[Image point grounding data]
'''

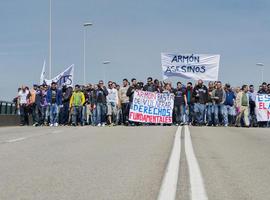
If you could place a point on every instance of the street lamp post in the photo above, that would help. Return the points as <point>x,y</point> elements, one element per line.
<point>85,25</point>
<point>50,40</point>
<point>104,71</point>
<point>262,69</point>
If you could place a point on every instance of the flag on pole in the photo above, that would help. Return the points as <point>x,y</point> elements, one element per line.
<point>42,75</point>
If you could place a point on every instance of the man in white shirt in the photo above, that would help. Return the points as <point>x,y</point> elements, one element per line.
<point>112,103</point>
<point>23,101</point>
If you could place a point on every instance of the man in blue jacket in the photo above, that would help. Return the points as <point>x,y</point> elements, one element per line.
<point>54,99</point>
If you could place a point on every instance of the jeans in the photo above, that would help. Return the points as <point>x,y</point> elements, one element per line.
<point>101,113</point>
<point>38,115</point>
<point>65,113</point>
<point>77,114</point>
<point>220,110</point>
<point>210,114</point>
<point>243,112</point>
<point>230,114</point>
<point>54,113</point>
<point>125,112</point>
<point>190,113</point>
<point>24,114</point>
<point>34,113</point>
<point>94,116</point>
<point>199,110</point>
<point>180,113</point>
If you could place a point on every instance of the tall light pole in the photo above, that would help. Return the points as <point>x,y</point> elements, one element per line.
<point>262,69</point>
<point>104,71</point>
<point>85,25</point>
<point>50,41</point>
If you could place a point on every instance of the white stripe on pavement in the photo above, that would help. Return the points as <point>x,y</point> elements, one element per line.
<point>169,182</point>
<point>16,140</point>
<point>196,181</point>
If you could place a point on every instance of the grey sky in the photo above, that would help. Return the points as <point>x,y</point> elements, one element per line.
<point>131,34</point>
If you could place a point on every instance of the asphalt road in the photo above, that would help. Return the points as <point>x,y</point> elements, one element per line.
<point>87,163</point>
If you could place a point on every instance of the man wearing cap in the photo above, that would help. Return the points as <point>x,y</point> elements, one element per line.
<point>101,94</point>
<point>54,99</point>
<point>124,100</point>
<point>200,94</point>
<point>77,101</point>
<point>229,103</point>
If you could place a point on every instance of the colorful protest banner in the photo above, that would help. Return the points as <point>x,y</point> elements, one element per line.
<point>151,107</point>
<point>263,107</point>
<point>190,66</point>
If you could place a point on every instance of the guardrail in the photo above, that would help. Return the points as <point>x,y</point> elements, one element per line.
<point>7,108</point>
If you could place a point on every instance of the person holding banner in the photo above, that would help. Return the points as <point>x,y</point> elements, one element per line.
<point>180,104</point>
<point>242,106</point>
<point>190,103</point>
<point>112,103</point>
<point>230,105</point>
<point>101,107</point>
<point>77,101</point>
<point>54,99</point>
<point>219,97</point>
<point>210,105</point>
<point>200,94</point>
<point>124,100</point>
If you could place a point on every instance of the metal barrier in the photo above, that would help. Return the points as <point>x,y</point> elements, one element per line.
<point>7,108</point>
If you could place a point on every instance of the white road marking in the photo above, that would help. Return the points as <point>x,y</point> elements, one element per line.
<point>196,181</point>
<point>170,179</point>
<point>16,140</point>
<point>31,136</point>
<point>57,131</point>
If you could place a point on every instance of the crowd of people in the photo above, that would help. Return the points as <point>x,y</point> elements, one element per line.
<point>98,105</point>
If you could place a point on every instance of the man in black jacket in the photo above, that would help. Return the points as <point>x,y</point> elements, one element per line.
<point>101,94</point>
<point>150,86</point>
<point>200,94</point>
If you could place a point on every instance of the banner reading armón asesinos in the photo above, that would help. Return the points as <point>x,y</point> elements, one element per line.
<point>263,107</point>
<point>151,107</point>
<point>190,66</point>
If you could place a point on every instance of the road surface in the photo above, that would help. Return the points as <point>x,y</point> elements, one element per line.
<point>141,163</point>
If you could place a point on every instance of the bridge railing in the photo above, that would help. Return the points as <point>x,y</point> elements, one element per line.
<point>7,108</point>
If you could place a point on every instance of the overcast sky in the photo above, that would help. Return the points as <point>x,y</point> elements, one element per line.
<point>131,34</point>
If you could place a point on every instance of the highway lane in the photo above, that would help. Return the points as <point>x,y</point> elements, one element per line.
<point>131,162</point>
<point>84,163</point>
<point>234,162</point>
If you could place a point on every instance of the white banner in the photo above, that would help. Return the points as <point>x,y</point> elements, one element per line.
<point>190,66</point>
<point>42,75</point>
<point>64,78</point>
<point>151,107</point>
<point>263,107</point>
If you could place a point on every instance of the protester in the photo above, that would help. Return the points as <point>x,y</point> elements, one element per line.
<point>219,97</point>
<point>180,104</point>
<point>252,105</point>
<point>97,105</point>
<point>54,99</point>
<point>23,102</point>
<point>200,94</point>
<point>101,103</point>
<point>229,103</point>
<point>112,103</point>
<point>124,101</point>
<point>242,106</point>
<point>77,101</point>
<point>210,110</point>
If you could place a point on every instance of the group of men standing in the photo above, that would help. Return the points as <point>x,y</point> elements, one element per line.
<point>99,105</point>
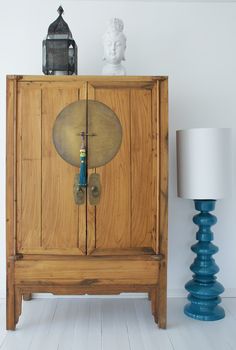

'''

YOUR OBJECTIVE:
Output the records above unchanged, minus their pictures.

EXPECTED OUTPUT:
If you could place a point on every instance of the street lamp post in the photo above, that would help. Return the points as <point>x,y</point> elements, one element per line.
<point>85,25</point>
<point>50,40</point>
<point>104,71</point>
<point>262,69</point>
If you could place a point on every instance of the flag on pole in the photo above, that would help. Return the points as <point>x,y</point> elements, one element per line.
<point>42,75</point>
If you could place a point on every instance of the man in white shirt in the photo above, that would help. Return the points as <point>x,y</point> elements, one element per line.
<point>112,103</point>
<point>23,101</point>
If you could place a point on every instance of the man in blue jacket in the photo above, that would help. Return the points as <point>x,y</point> elements, one element per line.
<point>54,99</point>
If you could place a point on every instance of the jeans in the photo above, that would help. Return the points as <point>x,y</point> elements, one element per line.
<point>101,113</point>
<point>38,115</point>
<point>65,113</point>
<point>77,114</point>
<point>220,110</point>
<point>210,114</point>
<point>243,112</point>
<point>230,114</point>
<point>54,113</point>
<point>125,112</point>
<point>190,113</point>
<point>24,114</point>
<point>34,113</point>
<point>94,116</point>
<point>199,110</point>
<point>180,113</point>
If you could place a point on every instance of the tall light pole in the photo above, that would help. Return the points as <point>x,y</point> elements, one element per line.
<point>262,69</point>
<point>104,71</point>
<point>85,25</point>
<point>50,41</point>
If you could place a point on every instance of the white stripe on pavement in the photo above, that would help. Return the points as <point>x,y</point> elements, one element per line.
<point>169,182</point>
<point>16,140</point>
<point>196,181</point>
If you could place a point on every instance of the grey sky in the photo above, that would help. Return the points as <point>x,y</point> elements, one element per line.
<point>131,34</point>
If you could place a point on every instance of the asphalt road in the photo above, that would help. Return the points as <point>x,y</point> elements, one element per line.
<point>87,163</point>
If you could place a point on every instance of the man wearing cap in the photo above, that would help. Return the points as <point>x,y</point> elements, one element per line.
<point>101,94</point>
<point>54,99</point>
<point>124,100</point>
<point>200,94</point>
<point>77,101</point>
<point>229,103</point>
If you could place a point on every instance of the colorful protest banner in the photo above, that would help. Return the points as <point>x,y</point> elements, one element per line.
<point>151,107</point>
<point>263,107</point>
<point>190,66</point>
If you could place a point on every instance of the guardrail in the photo above, that would help. Return the points as <point>x,y</point> elements, one element per line.
<point>7,108</point>
If you could place a point on every instance of the person holding banner in the photo above, that would help. Return the points as <point>x,y</point> elements, one element per line.
<point>180,104</point>
<point>242,106</point>
<point>190,103</point>
<point>112,103</point>
<point>230,105</point>
<point>101,107</point>
<point>77,101</point>
<point>54,99</point>
<point>219,97</point>
<point>210,105</point>
<point>200,94</point>
<point>124,100</point>
If you could place a point on every instance of the metal barrier in the photo above, that would help. Return the points as <point>x,y</point> elements, one element per line.
<point>7,108</point>
If you could place a point on every instance of the white road marking in the photo above, that would help. Return the points as <point>x,y</point> elements, one element per line.
<point>196,181</point>
<point>170,179</point>
<point>16,140</point>
<point>31,136</point>
<point>57,131</point>
If you could place a point on every instance of the crowd of people in the photo above, that would help. Return the points as <point>x,y</point> elements, one element per line.
<point>98,105</point>
If you could place a point on every instance of the man in black jacket in the photo above, that would help. Return the points as <point>x,y</point> elements, one element per line.
<point>101,94</point>
<point>150,86</point>
<point>200,94</point>
If you could place a point on every instance of the banner reading armón asesinos in the photo above, that would help. Return the points as <point>x,y</point> elements, one element per line.
<point>263,107</point>
<point>151,107</point>
<point>190,66</point>
If you could place a point on every instance of the road surface in the photo above, that would help. Return the points as <point>x,y</point> elements, one element per line.
<point>141,163</point>
If you could place a point on every instance of the bridge railing in the photo above, that would help. Return the points as <point>x,y</point> elements, one element per line.
<point>7,108</point>
If you could place a point on every instance of the overcast sky in the photo above, that would help. Return the points as <point>x,y</point> elements, one element per line.
<point>131,34</point>
If you could place a point on every instance of the highway lane in the photo above, that would help. Return the points as <point>x,y</point> elements, one element per line.
<point>131,162</point>
<point>84,163</point>
<point>234,162</point>
If you could place a point on every instance of the white banner in the photo above, that would help. Return the points as <point>x,y</point> elements, one element per line.
<point>190,66</point>
<point>42,75</point>
<point>64,78</point>
<point>151,107</point>
<point>263,107</point>
If you could place a point on every instance of the protester in the photo above, that would help. Return the points as <point>x,y</point> elements, one element per line.
<point>219,97</point>
<point>180,104</point>
<point>252,105</point>
<point>97,105</point>
<point>54,99</point>
<point>23,102</point>
<point>200,94</point>
<point>101,103</point>
<point>229,103</point>
<point>112,103</point>
<point>124,101</point>
<point>242,106</point>
<point>77,101</point>
<point>210,110</point>
If you could place a point on every instance of the group of men standing in the photo above, that would help. Return the points as <point>x,y</point> elements, one element per line.
<point>99,105</point>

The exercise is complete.